» Directive:
Gather every line in the listing below that contains the word "blue" and copy each of those lines in full.

(Region annotation entries)
>> BEGIN

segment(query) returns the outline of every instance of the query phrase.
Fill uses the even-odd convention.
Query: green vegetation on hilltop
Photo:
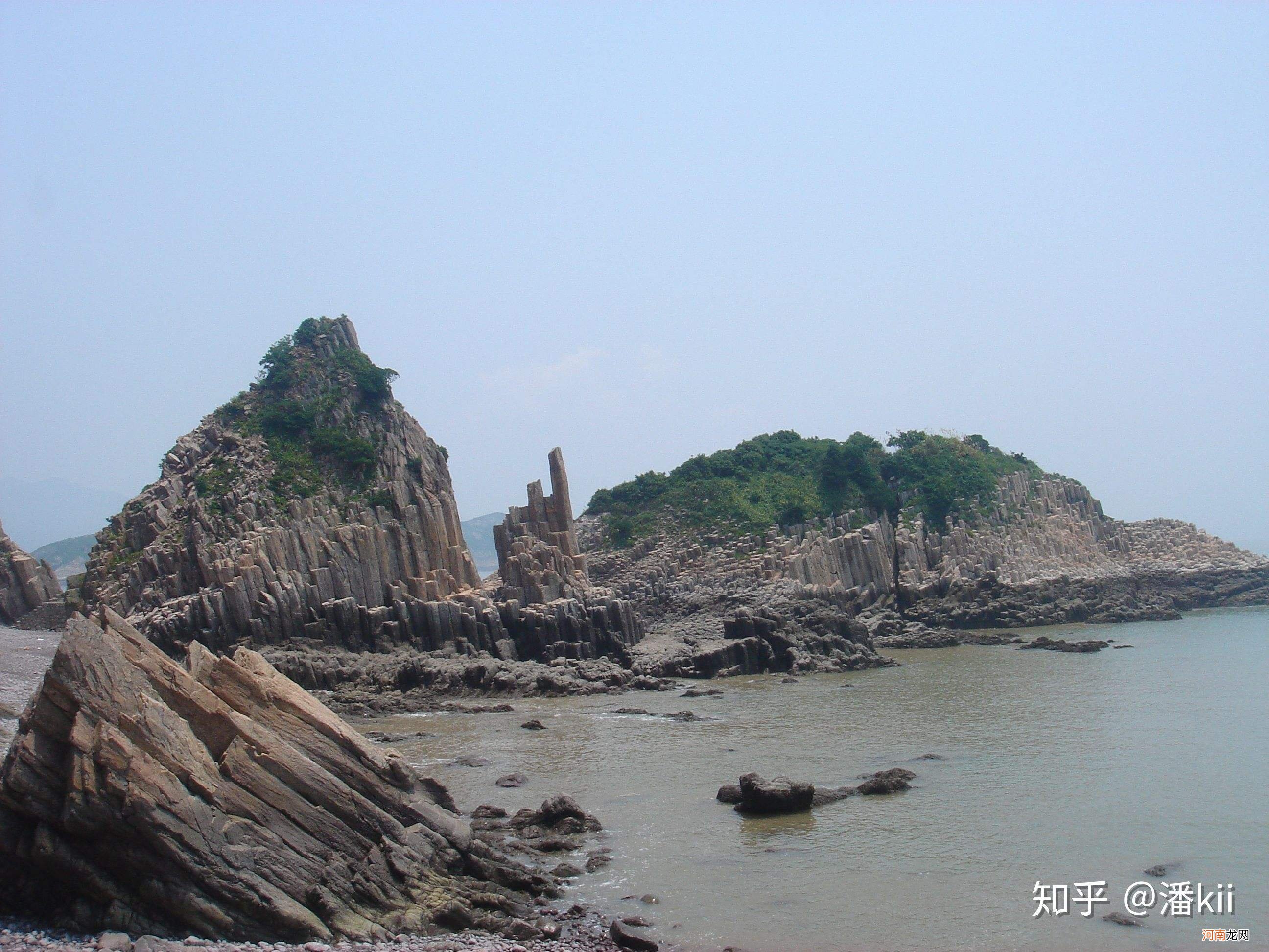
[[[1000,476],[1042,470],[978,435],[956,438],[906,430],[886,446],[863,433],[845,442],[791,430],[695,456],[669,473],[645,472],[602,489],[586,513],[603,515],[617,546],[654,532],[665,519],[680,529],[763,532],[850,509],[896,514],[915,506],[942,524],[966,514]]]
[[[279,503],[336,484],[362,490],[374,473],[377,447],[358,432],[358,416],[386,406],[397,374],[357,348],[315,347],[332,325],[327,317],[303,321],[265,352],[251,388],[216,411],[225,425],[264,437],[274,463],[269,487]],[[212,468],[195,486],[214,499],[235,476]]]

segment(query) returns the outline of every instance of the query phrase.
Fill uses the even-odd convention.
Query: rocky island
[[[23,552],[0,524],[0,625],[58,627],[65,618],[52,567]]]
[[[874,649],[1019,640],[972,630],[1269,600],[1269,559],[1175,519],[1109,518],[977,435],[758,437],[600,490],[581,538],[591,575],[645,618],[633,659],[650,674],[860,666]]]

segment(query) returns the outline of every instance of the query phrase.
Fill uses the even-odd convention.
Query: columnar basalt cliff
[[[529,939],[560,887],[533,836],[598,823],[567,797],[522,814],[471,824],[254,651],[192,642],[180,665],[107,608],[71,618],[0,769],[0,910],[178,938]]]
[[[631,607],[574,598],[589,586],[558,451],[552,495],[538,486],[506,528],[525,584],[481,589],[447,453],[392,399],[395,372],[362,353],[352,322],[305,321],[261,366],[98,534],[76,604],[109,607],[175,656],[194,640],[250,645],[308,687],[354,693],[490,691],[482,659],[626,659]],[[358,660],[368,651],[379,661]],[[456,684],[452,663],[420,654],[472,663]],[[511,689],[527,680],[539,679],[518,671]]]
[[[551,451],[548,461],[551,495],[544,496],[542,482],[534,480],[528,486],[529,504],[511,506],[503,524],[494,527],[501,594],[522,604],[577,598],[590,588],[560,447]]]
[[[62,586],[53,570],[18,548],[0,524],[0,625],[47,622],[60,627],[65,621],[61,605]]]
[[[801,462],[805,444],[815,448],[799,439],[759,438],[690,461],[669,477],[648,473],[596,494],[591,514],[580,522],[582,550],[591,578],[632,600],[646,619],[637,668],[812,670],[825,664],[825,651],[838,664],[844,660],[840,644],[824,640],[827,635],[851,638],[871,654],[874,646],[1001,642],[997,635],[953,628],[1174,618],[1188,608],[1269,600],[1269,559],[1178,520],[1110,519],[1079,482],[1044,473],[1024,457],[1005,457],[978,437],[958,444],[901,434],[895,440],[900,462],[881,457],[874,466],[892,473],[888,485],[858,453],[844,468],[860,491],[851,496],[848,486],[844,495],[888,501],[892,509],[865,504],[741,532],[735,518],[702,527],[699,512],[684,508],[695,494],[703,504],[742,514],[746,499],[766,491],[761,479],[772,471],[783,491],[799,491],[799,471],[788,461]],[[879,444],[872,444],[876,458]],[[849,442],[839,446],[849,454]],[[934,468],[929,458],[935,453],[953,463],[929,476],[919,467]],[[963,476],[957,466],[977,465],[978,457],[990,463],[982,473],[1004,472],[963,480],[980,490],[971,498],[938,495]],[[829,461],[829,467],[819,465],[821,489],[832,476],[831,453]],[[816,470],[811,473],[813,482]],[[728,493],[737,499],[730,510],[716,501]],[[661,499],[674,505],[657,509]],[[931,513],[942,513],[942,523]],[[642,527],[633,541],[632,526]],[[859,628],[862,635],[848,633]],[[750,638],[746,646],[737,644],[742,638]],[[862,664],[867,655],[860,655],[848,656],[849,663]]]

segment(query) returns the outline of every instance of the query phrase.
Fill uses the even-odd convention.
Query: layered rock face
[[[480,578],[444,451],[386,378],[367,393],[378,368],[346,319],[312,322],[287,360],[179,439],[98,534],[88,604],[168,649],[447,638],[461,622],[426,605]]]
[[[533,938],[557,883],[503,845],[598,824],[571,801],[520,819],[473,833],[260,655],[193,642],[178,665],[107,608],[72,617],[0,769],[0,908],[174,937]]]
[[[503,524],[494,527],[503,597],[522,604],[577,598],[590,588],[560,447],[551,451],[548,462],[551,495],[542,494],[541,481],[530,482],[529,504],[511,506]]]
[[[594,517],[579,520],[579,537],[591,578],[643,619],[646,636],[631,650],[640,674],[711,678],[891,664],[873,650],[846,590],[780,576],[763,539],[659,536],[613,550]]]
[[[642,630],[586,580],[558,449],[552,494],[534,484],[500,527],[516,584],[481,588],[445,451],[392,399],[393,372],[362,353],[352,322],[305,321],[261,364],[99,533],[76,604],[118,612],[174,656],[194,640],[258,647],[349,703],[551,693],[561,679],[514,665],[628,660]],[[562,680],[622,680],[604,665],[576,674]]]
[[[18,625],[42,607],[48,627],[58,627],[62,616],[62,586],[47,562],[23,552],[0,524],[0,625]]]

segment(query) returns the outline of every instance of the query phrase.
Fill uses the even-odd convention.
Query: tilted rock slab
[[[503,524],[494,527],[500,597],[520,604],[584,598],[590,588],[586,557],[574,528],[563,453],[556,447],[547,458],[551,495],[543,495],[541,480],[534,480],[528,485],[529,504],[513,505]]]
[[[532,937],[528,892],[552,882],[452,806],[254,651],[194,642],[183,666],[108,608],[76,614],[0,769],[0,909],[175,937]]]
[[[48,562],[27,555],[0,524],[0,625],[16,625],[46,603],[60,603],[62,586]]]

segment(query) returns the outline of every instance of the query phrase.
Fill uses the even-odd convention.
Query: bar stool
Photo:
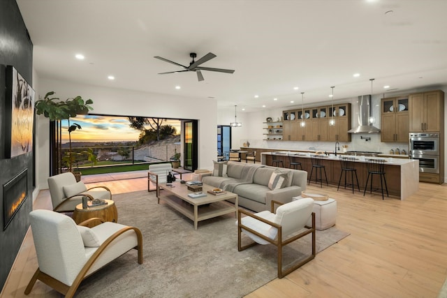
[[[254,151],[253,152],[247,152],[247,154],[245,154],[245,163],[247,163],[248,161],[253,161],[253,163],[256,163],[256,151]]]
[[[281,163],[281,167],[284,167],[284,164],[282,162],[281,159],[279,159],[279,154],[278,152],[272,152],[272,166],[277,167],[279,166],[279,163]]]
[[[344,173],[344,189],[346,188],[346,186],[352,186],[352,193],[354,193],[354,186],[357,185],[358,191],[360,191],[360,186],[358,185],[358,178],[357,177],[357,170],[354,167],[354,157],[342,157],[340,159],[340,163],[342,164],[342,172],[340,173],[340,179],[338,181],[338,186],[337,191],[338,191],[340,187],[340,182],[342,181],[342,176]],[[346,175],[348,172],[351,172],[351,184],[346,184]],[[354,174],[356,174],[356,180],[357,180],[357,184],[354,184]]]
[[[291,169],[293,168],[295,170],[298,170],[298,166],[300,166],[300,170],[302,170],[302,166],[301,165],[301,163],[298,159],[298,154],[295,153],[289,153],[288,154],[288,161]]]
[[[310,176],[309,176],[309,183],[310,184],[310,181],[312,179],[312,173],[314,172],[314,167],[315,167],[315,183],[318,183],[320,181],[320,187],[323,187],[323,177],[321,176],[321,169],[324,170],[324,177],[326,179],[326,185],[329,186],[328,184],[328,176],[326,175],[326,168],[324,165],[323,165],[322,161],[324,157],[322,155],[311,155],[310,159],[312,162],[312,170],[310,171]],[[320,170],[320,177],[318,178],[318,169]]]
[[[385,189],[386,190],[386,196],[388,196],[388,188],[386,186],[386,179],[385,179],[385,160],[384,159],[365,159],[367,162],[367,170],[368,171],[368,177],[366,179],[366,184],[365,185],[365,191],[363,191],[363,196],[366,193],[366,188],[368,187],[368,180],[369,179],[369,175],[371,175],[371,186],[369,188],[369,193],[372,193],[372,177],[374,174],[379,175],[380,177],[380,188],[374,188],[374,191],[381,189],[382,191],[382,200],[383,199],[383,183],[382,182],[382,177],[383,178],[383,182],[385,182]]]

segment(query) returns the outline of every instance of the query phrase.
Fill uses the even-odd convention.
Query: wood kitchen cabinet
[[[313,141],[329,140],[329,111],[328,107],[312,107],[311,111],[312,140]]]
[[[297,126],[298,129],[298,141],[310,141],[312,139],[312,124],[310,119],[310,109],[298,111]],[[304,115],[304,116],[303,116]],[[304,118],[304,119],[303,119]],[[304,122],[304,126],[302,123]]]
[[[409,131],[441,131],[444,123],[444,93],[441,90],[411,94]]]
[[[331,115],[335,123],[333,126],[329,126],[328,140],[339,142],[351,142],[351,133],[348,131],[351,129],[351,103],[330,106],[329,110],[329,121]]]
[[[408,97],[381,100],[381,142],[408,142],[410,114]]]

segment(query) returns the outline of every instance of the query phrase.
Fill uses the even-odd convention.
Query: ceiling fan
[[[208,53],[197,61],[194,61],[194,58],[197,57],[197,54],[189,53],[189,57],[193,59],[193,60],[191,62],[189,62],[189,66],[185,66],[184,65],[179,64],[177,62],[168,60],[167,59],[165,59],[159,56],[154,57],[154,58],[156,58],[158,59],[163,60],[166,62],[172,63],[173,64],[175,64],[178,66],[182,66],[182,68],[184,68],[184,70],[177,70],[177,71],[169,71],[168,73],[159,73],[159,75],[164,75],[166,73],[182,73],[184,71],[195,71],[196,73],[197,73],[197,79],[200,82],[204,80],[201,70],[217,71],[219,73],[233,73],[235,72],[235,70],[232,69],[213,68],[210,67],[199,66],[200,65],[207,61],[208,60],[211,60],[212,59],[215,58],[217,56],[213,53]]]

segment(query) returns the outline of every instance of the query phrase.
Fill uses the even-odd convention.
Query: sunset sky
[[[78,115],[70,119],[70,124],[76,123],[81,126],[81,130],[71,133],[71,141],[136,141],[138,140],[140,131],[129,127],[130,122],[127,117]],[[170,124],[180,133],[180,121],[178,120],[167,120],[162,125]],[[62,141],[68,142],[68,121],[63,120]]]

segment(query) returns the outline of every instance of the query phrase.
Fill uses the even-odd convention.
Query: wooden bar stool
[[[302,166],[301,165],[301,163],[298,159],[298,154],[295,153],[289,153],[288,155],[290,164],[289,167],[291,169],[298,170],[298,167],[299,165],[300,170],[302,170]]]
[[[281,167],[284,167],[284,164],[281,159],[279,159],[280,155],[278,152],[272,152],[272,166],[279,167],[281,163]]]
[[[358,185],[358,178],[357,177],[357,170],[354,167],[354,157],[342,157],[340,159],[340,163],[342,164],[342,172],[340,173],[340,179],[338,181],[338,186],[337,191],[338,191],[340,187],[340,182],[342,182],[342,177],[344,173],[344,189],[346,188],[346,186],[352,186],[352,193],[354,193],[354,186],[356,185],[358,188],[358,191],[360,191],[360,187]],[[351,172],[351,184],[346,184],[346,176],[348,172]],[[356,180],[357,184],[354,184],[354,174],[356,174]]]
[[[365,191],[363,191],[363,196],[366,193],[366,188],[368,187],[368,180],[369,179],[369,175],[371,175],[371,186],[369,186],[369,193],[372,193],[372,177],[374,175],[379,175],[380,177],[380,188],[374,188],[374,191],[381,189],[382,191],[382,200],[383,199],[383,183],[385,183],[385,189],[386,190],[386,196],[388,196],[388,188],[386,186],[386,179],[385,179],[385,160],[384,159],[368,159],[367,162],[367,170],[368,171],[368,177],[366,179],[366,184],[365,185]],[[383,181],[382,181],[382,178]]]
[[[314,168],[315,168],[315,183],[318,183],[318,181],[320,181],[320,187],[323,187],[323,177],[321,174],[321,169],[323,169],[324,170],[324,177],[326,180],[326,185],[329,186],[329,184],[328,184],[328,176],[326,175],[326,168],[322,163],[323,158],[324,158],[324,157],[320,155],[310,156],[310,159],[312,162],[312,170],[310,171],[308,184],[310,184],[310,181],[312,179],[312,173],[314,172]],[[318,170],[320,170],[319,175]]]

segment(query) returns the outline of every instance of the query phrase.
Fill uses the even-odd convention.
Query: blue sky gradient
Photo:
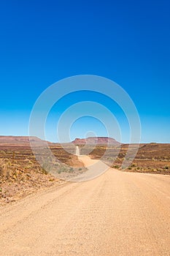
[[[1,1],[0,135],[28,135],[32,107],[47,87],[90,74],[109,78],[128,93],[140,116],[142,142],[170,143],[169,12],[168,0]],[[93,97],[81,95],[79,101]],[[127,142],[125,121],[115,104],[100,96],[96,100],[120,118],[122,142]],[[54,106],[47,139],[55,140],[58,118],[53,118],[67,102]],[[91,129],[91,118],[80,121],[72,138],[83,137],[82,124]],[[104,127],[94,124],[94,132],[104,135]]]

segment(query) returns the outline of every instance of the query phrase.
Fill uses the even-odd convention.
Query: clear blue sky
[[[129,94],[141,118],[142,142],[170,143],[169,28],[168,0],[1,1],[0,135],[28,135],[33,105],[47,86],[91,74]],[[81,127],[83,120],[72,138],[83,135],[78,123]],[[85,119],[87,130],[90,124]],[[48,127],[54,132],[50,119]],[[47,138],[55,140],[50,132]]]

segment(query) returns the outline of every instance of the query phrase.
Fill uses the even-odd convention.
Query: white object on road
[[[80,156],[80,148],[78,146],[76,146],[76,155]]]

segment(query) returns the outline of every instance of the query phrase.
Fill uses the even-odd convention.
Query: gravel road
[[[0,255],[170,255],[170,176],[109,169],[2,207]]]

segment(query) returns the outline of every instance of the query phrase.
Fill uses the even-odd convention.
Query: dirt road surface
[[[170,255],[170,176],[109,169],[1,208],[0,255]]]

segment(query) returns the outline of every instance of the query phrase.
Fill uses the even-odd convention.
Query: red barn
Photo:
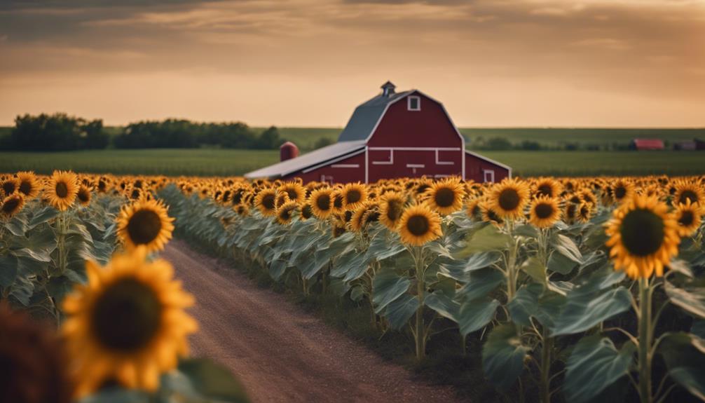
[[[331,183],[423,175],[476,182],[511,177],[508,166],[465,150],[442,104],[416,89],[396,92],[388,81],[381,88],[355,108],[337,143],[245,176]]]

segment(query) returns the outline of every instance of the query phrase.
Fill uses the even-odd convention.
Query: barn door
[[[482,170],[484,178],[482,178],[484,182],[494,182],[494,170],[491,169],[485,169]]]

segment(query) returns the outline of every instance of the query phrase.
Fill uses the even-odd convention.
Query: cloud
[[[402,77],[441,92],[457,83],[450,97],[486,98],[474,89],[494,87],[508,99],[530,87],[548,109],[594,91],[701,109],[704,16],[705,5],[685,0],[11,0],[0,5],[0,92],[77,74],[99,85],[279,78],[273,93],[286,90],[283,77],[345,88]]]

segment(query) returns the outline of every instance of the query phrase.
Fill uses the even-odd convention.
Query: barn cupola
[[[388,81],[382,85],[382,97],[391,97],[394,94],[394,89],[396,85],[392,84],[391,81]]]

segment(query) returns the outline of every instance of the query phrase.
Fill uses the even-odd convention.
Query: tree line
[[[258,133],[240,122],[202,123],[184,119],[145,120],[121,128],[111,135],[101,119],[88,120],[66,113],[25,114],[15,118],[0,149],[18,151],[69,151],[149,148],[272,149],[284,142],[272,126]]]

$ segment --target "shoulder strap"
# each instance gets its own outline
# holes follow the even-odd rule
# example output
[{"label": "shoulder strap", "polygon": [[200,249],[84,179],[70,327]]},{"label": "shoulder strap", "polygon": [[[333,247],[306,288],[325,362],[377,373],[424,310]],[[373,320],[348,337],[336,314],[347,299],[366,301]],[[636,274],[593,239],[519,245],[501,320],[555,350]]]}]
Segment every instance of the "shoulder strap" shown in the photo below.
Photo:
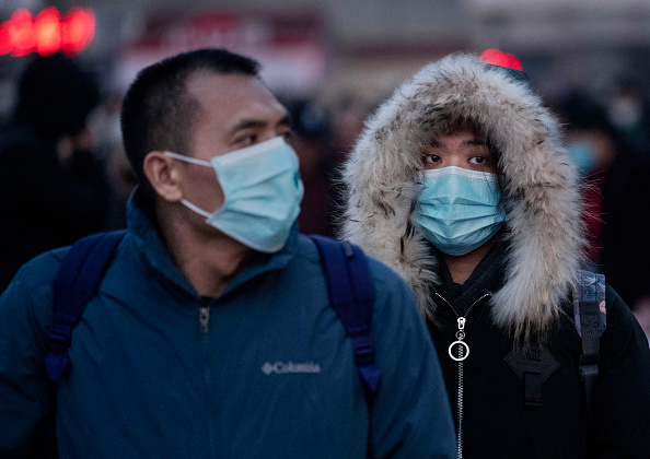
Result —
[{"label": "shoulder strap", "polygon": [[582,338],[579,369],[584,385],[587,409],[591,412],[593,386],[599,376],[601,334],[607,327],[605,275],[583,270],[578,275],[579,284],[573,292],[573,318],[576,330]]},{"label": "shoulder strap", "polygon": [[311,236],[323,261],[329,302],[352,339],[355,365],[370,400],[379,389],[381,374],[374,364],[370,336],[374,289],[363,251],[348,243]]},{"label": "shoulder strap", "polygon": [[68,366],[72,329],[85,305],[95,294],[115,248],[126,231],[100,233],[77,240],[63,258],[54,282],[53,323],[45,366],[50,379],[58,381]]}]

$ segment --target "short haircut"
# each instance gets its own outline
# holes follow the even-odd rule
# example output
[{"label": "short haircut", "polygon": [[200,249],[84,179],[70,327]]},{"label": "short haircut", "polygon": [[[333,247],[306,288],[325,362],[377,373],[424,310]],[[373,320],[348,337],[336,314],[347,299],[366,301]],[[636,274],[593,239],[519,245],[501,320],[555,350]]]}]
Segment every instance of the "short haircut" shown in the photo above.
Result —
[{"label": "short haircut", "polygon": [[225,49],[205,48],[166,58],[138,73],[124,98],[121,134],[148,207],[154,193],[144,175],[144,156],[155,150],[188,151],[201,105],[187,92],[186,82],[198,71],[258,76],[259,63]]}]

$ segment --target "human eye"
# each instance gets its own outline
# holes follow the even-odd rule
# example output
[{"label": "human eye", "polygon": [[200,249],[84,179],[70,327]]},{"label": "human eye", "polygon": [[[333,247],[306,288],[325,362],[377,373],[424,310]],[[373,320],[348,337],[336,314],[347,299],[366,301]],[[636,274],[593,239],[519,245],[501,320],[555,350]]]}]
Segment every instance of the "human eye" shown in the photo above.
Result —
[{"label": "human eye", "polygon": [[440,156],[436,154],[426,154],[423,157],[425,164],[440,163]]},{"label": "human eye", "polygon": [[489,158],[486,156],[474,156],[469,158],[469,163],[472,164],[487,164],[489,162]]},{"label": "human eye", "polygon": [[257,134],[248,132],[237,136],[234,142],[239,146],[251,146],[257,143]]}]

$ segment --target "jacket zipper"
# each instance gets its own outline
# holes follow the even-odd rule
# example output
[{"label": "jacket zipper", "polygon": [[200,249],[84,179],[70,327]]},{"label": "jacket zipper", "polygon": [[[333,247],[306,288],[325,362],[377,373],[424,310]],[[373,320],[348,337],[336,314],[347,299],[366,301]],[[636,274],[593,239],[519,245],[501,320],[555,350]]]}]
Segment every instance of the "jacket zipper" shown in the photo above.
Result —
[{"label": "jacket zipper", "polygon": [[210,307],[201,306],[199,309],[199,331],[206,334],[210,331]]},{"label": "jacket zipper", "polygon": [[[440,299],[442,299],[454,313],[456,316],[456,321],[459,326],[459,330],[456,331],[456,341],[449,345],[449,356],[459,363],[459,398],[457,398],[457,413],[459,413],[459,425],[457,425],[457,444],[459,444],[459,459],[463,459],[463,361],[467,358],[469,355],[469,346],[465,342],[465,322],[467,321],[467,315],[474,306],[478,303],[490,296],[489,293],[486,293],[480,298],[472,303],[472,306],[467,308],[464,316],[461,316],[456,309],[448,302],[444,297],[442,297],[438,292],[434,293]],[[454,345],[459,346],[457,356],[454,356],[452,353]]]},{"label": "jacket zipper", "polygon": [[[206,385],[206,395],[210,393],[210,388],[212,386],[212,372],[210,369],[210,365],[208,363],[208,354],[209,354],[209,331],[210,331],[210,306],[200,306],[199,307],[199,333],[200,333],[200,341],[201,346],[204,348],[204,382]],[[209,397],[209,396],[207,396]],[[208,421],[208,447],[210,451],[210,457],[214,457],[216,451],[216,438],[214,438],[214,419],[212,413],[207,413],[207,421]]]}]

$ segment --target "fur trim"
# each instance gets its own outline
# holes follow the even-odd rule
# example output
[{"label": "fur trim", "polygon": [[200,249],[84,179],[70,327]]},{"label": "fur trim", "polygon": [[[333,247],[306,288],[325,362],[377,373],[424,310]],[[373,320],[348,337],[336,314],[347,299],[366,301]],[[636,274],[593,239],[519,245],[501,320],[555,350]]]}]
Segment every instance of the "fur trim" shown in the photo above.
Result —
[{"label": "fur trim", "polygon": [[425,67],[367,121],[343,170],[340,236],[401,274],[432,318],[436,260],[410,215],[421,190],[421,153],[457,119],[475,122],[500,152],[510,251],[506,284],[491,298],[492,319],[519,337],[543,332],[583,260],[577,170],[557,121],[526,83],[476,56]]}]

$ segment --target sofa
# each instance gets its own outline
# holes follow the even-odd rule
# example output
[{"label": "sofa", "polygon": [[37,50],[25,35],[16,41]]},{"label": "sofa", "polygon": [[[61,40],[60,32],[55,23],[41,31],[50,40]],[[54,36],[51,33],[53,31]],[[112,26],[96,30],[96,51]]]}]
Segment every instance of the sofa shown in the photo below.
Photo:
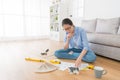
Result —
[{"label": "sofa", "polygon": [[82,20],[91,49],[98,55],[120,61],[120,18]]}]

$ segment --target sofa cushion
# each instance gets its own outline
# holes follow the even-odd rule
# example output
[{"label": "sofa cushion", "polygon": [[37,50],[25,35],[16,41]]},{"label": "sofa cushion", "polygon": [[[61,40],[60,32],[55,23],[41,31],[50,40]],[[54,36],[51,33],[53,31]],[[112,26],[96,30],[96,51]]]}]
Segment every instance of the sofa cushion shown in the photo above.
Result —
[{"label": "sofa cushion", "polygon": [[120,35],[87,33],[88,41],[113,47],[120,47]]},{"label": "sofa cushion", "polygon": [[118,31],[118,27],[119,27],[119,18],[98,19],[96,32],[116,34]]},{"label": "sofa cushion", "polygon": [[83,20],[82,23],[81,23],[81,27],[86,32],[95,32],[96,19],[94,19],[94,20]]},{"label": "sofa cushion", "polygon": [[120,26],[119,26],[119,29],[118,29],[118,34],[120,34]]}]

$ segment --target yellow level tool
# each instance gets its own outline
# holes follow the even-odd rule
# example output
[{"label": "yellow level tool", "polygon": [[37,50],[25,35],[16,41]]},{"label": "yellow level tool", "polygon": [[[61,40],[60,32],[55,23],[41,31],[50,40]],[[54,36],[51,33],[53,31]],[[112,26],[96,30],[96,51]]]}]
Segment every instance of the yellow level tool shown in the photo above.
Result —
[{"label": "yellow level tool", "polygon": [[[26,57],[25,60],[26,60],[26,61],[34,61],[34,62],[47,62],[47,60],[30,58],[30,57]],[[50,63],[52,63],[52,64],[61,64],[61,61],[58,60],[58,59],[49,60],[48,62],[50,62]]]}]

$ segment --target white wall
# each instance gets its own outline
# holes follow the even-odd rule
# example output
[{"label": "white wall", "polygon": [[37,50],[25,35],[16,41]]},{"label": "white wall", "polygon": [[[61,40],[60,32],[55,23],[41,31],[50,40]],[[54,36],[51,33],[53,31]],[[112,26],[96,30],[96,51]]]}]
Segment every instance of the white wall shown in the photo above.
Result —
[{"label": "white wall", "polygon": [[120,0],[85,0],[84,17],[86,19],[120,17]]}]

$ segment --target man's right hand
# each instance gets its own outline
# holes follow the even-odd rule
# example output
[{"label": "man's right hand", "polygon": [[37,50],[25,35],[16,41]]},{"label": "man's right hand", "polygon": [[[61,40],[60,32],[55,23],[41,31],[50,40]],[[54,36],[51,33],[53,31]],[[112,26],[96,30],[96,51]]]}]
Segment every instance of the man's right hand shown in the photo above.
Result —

>> END

» Response to the task:
Query: blue sky gradient
Query: clear blue sky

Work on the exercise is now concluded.